Text shown:
───
Suburbanite's Anna Porter speaks to Your Money Live.

There’s lots of advice out there about what you should and shouldn’t do when hunting for an investment property, but how much of it should you believe?

According to property adviser Anna Porter, principal of Suburbanite, there are three common misconceptions that buyers frequently get wrong.

1. If there’s infrastructure close by, prices will go up

Property buyers tend to think that when there’s infrastructure occurring in an an area, property prices are sure to increase.

Porter told Your Money Live on Monday that this is normally only true when the infrastructure is job-creating.

“For example, we’ve seen over the years a lot of people invest in the Hunter Valley area, where there’s been a lot of  government spend,” she said. “But it’s on road infrastructure.”

Roads only employ people during the building period, and workers often move away again after the project is finished.

“Employment creates population growth, and it creates money being spent in the economy, and a thriving economy is what underpins the property market,” said Porter.

She said the right kind of infrastructure includes hospitals and military bases.

2. If the property is paying for itself, you should be OK

When rental returns are too good, it can be a sign that something’s not right, according to Porter.

She says buyers need to keep in mind the two key drivers behind property investing – good capital growth and rental returns.

When rental returns are higher, typically it’s because property prices in the area are slowing.

“So, going into areas where properties pay for themselves, you’re often introducing risk factors like mining towns, serviced apartments and tourism hubs,” she explained.

“Never go for a single industry town, whether it’s government industry or mining industry.”

3. Only buy in areas you’d want to live in yourself

Porter said people are reluctant to buy in areas that they wouldn’t personally choose to live in.
───
Stored data:
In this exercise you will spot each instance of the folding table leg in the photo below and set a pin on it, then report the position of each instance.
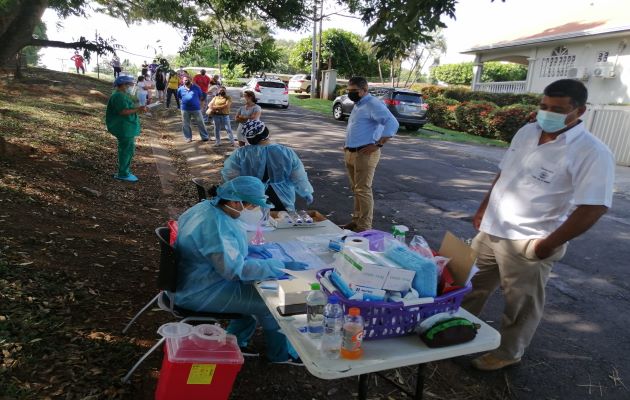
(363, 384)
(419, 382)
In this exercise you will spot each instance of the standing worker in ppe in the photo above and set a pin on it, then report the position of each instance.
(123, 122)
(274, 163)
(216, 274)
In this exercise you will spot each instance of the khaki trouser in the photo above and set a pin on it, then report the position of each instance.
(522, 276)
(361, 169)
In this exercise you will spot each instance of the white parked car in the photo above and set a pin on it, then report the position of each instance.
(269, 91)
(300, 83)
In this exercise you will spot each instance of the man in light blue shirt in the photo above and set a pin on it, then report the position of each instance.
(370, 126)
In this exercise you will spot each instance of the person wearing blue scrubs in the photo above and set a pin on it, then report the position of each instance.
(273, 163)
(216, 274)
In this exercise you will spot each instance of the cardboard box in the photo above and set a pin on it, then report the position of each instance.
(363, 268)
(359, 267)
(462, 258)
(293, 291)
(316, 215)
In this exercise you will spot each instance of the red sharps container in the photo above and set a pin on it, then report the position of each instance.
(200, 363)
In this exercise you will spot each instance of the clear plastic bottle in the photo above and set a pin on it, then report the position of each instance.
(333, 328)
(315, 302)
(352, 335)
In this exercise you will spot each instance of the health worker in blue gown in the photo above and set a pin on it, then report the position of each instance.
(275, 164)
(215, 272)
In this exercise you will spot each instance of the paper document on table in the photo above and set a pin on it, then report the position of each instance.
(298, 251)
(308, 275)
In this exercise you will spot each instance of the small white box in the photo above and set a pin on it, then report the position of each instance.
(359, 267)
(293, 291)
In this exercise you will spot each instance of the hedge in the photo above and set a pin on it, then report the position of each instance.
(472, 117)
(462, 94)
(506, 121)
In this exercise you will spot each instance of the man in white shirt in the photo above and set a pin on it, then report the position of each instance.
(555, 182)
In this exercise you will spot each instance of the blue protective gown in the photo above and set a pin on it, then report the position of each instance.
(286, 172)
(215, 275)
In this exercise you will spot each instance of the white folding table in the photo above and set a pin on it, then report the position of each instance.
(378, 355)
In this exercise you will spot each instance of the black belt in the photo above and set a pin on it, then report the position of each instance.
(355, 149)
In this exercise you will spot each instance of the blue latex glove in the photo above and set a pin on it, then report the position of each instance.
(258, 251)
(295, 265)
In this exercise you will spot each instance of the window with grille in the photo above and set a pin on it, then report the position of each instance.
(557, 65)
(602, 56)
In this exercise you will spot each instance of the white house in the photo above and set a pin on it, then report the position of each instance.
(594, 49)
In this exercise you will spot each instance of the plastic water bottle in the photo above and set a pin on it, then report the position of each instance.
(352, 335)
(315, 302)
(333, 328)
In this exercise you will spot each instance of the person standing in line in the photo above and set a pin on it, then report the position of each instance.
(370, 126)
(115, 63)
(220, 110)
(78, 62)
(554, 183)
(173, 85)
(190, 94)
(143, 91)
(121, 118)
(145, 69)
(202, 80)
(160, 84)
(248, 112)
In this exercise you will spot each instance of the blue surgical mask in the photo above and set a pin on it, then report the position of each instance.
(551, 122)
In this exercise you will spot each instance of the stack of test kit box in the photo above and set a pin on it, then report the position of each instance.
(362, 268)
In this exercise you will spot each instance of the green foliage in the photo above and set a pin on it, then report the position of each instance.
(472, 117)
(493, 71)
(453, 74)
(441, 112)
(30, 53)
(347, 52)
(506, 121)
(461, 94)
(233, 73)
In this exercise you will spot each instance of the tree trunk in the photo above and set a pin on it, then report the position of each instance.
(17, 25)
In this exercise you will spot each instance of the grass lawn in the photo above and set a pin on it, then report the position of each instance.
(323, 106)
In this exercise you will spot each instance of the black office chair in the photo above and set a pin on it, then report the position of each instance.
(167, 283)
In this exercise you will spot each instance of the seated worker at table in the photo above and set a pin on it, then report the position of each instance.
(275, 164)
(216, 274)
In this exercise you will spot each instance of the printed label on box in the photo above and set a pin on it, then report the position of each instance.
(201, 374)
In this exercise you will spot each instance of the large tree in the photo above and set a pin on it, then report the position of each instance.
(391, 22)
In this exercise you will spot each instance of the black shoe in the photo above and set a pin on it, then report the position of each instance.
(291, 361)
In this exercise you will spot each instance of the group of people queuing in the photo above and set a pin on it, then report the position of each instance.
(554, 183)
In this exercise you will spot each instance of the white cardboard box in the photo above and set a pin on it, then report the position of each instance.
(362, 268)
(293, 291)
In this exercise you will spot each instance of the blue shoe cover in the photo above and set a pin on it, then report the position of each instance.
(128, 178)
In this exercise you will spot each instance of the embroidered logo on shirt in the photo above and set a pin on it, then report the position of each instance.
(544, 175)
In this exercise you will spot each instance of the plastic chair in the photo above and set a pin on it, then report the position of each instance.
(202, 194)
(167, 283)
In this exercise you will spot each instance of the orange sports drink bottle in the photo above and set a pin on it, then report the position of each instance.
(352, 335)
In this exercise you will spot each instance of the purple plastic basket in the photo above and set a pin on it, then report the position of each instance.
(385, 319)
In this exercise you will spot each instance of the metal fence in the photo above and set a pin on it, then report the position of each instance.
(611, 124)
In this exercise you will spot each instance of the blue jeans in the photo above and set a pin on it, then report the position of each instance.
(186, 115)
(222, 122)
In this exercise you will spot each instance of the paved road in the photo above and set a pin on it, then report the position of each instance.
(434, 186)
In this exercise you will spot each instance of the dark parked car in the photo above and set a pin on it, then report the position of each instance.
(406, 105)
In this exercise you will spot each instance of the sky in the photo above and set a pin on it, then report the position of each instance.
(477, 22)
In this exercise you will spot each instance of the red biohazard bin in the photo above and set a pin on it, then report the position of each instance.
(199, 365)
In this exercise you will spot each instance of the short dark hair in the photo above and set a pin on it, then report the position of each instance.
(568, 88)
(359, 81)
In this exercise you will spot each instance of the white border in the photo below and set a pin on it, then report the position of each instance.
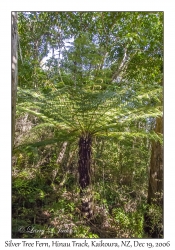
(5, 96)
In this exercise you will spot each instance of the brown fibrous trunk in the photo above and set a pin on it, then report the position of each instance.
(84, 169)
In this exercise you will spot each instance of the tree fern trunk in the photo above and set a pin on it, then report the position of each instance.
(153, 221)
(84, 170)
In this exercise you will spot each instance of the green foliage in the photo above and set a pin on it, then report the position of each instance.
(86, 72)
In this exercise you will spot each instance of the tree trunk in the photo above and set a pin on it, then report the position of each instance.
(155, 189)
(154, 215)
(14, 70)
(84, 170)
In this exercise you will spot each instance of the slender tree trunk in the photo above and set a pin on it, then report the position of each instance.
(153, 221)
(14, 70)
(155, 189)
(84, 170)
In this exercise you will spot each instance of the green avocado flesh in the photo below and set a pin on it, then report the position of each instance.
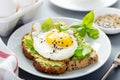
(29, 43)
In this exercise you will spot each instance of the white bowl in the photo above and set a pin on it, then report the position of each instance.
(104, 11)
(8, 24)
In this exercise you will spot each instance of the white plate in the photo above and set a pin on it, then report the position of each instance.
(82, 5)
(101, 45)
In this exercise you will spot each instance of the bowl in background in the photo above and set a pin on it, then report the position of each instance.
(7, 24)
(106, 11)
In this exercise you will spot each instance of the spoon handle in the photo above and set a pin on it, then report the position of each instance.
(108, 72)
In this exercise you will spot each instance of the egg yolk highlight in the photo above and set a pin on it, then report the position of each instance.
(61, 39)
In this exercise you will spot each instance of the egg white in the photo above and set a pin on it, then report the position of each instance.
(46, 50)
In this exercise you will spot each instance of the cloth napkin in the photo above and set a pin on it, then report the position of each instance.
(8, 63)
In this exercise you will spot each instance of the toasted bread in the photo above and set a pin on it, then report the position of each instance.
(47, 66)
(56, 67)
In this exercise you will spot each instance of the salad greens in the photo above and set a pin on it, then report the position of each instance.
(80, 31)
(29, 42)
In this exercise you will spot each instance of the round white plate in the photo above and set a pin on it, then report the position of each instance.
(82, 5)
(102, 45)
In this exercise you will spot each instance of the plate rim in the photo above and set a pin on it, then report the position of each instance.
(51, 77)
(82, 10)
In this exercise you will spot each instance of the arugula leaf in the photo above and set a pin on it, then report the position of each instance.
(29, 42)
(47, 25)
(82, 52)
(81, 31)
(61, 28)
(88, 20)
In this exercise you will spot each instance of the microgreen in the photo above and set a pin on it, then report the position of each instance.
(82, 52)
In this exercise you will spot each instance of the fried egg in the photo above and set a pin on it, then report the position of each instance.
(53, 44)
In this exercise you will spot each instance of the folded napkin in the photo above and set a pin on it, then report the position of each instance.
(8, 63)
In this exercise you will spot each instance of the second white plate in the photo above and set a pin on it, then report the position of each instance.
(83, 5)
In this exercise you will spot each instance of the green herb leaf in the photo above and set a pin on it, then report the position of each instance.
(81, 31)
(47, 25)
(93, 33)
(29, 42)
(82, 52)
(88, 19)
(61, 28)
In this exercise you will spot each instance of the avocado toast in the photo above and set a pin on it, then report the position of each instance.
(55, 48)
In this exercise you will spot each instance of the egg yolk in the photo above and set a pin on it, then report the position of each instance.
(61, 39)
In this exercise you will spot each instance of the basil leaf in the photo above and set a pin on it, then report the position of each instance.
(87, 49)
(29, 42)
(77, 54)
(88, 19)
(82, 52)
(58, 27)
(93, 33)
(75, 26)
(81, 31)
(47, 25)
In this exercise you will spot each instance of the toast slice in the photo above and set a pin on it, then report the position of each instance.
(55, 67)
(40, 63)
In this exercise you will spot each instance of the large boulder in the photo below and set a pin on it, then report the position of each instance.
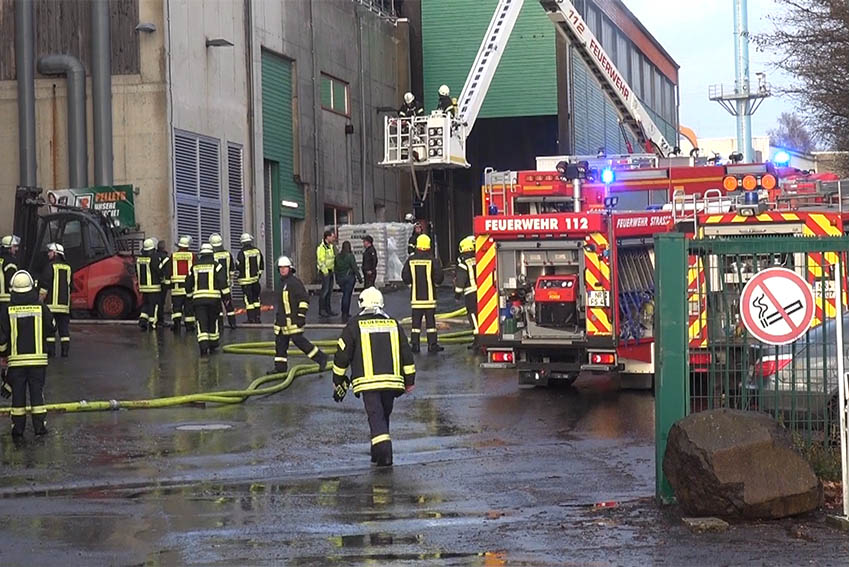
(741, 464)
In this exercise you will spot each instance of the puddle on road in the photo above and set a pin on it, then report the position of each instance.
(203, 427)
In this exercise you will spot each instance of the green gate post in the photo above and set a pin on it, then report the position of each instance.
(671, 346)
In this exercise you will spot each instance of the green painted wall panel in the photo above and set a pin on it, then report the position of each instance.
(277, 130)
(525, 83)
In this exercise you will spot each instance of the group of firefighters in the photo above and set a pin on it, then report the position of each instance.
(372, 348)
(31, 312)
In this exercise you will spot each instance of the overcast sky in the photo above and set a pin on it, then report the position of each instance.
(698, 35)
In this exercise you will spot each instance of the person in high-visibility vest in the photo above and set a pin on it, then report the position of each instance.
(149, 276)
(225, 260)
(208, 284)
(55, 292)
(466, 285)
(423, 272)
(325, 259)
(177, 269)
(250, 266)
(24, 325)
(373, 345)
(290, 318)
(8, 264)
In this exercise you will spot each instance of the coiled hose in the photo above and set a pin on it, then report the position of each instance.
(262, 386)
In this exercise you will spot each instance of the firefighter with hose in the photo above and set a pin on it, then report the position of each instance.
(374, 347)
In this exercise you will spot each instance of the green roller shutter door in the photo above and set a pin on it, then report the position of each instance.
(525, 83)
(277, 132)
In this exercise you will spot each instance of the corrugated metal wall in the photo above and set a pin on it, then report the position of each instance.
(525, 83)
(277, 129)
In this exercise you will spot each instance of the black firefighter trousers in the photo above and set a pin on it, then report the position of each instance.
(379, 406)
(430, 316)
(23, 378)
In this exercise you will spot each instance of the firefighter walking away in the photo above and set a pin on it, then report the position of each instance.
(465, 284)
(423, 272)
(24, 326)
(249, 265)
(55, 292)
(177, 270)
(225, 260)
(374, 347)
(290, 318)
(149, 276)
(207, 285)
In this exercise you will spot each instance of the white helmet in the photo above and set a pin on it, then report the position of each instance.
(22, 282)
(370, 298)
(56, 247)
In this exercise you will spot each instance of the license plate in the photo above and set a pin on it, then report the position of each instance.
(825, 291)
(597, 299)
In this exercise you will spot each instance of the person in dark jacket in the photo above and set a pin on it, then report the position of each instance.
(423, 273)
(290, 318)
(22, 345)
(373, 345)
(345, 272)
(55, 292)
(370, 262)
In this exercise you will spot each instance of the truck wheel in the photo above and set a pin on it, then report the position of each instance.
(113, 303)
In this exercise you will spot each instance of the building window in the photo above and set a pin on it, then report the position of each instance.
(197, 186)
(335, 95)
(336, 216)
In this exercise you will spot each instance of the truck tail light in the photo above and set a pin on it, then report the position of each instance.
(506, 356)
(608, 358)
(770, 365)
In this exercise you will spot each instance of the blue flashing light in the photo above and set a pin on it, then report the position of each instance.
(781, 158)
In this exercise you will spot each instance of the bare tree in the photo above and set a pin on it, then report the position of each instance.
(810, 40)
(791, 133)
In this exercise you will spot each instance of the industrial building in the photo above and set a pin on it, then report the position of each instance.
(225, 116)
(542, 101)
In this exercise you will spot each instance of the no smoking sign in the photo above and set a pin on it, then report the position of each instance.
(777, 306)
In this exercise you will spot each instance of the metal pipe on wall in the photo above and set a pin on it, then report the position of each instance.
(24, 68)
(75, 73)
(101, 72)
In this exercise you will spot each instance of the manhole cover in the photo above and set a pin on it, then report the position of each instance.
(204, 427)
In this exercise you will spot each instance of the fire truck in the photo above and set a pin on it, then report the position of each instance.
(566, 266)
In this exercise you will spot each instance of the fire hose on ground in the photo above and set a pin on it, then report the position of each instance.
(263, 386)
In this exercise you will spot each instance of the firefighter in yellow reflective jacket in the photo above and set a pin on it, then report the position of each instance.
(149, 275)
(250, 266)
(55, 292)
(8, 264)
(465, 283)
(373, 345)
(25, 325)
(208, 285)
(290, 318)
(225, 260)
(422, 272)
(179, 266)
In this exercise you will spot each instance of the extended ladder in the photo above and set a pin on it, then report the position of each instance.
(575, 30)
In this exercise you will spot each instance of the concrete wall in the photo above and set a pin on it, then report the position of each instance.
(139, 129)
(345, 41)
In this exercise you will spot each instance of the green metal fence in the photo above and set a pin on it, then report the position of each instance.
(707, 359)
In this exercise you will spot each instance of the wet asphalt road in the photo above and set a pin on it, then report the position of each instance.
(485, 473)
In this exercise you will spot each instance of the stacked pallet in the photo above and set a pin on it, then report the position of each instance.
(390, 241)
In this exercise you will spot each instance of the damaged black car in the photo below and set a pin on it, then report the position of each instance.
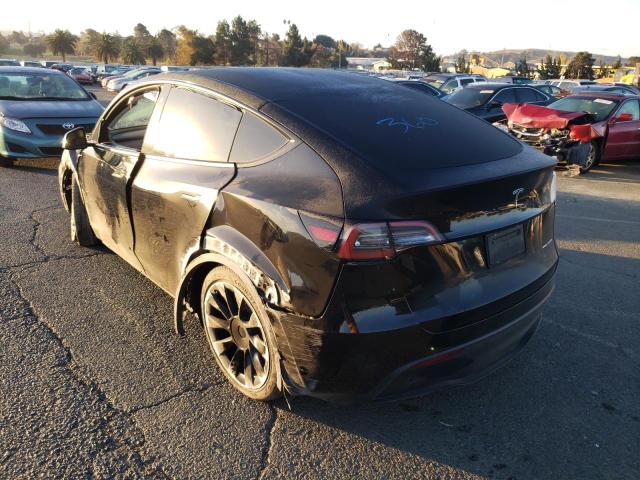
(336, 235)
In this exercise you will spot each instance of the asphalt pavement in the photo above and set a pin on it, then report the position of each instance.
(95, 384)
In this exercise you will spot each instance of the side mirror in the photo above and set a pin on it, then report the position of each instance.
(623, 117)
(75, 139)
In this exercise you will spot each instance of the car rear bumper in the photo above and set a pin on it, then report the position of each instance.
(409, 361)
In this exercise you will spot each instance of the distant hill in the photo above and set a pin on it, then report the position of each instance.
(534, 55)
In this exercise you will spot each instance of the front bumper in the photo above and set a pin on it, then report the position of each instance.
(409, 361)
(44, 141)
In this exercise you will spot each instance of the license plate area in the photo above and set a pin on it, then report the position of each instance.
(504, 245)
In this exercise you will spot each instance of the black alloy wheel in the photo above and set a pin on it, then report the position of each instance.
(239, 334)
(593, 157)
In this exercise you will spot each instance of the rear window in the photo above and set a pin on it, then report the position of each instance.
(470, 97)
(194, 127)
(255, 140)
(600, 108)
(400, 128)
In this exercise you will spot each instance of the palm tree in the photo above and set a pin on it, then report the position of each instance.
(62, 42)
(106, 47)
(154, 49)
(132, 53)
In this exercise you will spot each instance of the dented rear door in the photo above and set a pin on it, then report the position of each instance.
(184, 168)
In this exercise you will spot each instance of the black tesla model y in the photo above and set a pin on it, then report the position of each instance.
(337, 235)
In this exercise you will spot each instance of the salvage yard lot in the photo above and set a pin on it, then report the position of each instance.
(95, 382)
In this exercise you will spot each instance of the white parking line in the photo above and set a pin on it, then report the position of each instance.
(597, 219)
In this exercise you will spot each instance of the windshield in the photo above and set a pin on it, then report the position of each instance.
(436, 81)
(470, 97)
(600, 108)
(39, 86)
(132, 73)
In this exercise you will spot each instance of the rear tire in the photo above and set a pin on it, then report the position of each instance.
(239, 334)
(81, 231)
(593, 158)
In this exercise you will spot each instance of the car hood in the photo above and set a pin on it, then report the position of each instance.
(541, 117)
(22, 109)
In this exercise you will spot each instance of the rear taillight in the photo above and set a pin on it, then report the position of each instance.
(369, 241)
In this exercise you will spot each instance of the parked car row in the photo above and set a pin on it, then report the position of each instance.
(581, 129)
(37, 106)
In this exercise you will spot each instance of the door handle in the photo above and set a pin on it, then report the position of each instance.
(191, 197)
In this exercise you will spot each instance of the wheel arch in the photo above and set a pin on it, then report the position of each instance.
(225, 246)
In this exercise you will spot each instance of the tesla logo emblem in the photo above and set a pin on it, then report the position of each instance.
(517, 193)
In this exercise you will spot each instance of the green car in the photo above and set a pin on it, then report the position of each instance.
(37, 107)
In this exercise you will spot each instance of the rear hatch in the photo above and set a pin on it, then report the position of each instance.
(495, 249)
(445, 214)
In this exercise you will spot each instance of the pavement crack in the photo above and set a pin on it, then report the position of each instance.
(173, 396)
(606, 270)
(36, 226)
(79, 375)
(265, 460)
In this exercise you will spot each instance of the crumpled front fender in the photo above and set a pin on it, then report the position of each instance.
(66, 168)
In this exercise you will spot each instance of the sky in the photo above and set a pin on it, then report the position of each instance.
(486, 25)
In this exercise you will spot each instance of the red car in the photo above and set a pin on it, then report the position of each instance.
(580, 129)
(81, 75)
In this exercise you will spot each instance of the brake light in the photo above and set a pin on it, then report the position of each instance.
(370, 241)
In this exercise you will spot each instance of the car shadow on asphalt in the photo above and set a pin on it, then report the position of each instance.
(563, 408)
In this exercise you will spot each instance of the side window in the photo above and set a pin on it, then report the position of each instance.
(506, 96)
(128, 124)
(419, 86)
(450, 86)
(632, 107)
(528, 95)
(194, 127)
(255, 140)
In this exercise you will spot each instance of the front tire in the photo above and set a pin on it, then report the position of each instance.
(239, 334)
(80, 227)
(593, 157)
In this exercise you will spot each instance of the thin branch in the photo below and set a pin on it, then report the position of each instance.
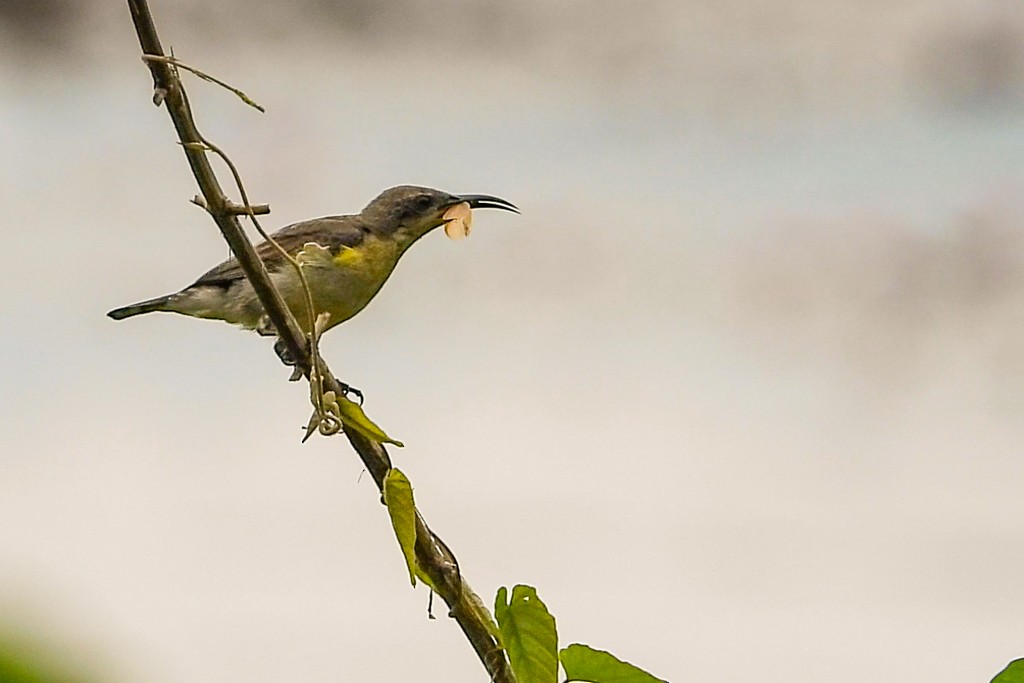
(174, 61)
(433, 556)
───
What to do: List each of the three buyer misconceptions that the text on investment property myths sets out, using the wording of its numbered heading.

Answer section:
1. If there's infrastructure close by, prices will go up
2. If the property is paying for itself, you should be OK
3. Only buy in areas you'd want to live in yourself